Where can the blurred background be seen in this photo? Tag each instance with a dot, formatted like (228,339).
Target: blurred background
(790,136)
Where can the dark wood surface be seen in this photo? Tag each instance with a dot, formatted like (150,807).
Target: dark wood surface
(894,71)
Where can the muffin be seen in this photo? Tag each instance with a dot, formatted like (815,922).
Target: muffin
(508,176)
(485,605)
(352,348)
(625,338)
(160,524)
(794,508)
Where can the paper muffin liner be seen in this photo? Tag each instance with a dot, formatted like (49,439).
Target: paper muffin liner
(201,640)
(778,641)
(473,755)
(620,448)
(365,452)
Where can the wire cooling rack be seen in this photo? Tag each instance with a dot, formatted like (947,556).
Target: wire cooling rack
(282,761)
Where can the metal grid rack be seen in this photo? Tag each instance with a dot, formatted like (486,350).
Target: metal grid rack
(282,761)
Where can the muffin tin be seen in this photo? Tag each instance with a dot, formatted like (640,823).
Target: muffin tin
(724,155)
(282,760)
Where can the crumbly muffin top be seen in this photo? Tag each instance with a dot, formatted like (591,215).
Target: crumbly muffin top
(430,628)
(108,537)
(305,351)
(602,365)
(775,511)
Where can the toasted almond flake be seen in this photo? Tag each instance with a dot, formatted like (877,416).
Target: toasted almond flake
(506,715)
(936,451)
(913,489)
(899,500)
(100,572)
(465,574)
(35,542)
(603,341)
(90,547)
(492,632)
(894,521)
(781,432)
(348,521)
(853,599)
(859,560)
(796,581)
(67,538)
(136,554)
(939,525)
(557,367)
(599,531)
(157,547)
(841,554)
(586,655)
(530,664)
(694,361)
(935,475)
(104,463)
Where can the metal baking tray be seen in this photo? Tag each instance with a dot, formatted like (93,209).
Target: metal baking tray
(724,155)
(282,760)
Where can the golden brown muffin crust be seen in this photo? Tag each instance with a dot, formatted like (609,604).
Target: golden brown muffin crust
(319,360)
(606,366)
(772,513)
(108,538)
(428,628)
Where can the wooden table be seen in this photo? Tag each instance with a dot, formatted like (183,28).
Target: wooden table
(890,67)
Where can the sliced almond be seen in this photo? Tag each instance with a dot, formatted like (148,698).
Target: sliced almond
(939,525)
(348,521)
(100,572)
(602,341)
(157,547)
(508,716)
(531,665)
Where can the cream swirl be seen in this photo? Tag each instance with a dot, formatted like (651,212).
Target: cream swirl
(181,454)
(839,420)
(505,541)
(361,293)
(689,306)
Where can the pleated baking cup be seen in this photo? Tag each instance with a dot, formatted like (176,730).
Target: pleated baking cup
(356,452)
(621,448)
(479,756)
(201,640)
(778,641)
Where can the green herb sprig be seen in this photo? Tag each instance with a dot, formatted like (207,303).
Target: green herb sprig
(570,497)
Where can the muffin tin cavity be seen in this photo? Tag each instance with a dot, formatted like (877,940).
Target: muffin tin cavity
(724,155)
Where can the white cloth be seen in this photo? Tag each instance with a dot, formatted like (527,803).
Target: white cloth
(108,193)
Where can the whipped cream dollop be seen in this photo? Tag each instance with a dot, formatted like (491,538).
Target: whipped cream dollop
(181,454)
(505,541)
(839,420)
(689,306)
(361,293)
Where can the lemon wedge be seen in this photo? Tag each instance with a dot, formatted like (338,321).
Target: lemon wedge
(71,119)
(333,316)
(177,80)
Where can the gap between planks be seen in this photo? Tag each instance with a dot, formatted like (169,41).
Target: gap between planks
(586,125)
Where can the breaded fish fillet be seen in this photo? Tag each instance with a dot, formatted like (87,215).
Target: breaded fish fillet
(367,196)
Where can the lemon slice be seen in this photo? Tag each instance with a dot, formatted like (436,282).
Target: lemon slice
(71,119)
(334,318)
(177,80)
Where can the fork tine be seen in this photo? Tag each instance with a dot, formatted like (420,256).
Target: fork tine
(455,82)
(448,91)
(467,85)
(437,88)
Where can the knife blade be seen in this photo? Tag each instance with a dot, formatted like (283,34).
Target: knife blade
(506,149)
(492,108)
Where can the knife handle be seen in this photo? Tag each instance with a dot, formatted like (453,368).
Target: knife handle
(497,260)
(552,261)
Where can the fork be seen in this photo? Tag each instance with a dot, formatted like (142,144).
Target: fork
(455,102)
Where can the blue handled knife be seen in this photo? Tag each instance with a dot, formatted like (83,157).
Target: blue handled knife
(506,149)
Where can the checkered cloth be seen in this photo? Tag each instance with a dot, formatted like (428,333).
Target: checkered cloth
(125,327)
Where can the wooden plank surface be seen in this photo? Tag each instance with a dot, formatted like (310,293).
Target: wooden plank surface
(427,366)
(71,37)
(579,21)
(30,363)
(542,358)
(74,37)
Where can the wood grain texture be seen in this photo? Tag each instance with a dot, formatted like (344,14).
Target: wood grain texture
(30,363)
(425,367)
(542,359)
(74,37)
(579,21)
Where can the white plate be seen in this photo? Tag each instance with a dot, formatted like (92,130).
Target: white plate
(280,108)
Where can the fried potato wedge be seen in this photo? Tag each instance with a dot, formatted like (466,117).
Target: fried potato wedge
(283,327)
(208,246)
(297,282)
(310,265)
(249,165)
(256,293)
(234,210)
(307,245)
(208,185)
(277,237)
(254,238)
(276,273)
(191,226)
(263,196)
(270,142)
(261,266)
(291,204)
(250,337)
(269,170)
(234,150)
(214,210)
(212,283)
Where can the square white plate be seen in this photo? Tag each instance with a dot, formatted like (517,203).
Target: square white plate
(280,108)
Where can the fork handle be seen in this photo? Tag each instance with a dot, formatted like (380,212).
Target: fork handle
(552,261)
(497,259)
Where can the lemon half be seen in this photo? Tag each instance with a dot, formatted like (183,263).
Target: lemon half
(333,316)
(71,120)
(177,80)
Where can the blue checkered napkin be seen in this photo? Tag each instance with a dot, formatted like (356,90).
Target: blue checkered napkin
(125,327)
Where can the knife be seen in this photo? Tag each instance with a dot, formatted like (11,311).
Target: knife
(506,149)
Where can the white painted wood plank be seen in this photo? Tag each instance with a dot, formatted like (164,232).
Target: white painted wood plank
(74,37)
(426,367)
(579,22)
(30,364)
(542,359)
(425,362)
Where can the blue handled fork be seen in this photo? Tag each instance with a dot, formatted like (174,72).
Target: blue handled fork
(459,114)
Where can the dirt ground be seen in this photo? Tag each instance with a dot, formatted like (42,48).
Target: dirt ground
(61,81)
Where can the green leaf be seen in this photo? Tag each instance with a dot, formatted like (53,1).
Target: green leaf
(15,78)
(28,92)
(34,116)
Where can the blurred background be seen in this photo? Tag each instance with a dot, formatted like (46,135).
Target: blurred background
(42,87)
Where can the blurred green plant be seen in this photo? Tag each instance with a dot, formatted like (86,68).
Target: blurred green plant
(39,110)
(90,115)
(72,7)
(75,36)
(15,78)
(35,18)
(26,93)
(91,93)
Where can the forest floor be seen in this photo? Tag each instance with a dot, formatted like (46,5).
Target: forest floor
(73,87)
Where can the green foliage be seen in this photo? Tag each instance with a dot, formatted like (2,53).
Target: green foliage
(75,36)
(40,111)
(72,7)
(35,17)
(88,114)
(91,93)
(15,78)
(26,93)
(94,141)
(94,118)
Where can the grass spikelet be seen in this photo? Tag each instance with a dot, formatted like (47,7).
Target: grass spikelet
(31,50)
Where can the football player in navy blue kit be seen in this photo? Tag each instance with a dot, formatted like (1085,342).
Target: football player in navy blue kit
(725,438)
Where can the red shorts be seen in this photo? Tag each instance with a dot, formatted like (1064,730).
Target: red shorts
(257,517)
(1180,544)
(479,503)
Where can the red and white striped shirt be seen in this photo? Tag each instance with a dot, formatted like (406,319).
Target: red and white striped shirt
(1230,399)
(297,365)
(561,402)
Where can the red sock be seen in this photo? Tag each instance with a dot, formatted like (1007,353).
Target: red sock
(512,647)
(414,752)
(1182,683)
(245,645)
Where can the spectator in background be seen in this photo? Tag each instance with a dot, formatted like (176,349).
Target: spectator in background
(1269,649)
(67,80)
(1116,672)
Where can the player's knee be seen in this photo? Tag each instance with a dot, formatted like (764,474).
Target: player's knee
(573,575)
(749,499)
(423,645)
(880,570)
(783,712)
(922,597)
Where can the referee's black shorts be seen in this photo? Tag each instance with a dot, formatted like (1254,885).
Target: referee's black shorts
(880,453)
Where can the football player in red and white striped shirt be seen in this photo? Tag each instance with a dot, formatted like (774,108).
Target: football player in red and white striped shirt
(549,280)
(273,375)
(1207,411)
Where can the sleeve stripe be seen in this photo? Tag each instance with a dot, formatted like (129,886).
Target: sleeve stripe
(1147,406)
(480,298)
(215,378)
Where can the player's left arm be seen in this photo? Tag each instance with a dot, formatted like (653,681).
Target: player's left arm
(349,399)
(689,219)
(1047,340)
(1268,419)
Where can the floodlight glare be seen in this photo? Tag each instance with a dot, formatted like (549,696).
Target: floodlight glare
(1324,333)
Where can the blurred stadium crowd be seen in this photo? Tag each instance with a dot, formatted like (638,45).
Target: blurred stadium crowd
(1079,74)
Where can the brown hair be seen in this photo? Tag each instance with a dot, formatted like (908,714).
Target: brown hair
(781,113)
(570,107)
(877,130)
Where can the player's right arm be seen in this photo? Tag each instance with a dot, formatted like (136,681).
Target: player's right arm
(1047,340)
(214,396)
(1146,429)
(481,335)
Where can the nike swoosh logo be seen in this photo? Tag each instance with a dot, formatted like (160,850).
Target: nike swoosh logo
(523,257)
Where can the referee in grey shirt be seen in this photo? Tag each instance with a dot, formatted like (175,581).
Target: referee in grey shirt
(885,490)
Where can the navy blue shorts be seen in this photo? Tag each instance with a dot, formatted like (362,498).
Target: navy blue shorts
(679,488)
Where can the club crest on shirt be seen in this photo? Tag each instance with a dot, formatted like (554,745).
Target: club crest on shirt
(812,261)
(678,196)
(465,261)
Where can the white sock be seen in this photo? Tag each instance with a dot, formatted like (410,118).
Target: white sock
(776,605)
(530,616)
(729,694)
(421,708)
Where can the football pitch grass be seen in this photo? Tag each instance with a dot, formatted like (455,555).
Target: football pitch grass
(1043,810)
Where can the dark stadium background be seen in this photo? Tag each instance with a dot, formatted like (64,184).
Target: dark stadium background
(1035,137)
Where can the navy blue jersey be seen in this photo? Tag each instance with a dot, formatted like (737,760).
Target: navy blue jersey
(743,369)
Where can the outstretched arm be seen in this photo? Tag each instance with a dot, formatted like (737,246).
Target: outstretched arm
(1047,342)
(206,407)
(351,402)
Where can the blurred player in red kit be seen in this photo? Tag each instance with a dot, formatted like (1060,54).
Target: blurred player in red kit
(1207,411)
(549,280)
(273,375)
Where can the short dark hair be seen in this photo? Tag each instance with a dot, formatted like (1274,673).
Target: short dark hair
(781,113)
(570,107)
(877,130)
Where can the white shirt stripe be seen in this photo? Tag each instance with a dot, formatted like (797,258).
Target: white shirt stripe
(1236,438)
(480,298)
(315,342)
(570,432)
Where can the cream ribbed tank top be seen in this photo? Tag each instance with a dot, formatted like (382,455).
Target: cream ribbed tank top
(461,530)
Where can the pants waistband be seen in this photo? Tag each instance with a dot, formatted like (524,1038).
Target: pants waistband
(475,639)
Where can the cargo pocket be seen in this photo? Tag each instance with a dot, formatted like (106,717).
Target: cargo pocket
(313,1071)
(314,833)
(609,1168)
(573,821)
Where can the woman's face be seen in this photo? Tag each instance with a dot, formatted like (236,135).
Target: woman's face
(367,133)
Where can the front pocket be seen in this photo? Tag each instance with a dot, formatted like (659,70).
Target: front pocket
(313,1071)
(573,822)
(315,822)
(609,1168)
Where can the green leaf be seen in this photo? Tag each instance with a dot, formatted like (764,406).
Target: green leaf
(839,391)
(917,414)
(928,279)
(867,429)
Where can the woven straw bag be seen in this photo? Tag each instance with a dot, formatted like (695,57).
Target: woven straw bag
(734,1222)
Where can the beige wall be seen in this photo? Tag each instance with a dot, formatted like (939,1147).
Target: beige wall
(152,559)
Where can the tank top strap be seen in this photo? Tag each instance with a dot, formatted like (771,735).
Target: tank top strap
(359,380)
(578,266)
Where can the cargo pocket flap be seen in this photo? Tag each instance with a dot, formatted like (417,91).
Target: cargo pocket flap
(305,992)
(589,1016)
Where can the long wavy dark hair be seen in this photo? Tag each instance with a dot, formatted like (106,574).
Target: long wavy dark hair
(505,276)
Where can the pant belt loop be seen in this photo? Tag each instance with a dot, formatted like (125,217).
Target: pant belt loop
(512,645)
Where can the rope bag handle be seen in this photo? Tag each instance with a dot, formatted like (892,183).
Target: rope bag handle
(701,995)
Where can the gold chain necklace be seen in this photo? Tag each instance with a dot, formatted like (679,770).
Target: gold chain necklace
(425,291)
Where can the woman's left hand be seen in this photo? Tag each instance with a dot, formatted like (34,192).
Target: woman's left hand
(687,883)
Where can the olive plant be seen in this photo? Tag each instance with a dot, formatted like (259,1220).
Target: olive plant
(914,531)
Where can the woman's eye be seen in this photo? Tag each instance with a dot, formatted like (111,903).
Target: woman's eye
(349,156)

■ Request ■
Only the lines from the one containing "Where can the cargo pocket flap" to the end of the listing belong in the output, each reproduced exactly.

■ Full solution ■
Where can the cargo pocket flap be seen in this photo? Tag each instance with a dot, formatted like (417,91).
Target: cargo pocket flap
(305,992)
(589,1016)
Where can the long wavy dark hair be seen in this photo? Tag each instance with a dot, formatted like (106,574).
Target: long wavy dark hair
(505,276)
Where can the pant belt loop be seen in this photo? Tag each instance with a dot, formatted like (125,217).
Target: pant belt loop
(512,645)
Where can the rope bag handle be seen in this photo? Tag each instance with a dot, formatted like (892,183).
Target: rope bag handle
(701,995)
Where can the gold chain necklace be seen in this photo? Tag each instance with a dot, formatted like (679,770).
Target: gold chain necklace
(425,291)
Where can the woman's left hand be seen in this photo? Tag each instance with a dot, formatted like (34,192).
Target: woman's left hand
(687,883)
Where can the olive plant be seen in this photo? Tag each instance with a dot, formatted like (259,1220).
Target: olive plant
(914,531)
Where can the woman's eye be seen in this photo? Tag each instance with a dot, formatted like (111,903).
Target: woman's eye
(349,156)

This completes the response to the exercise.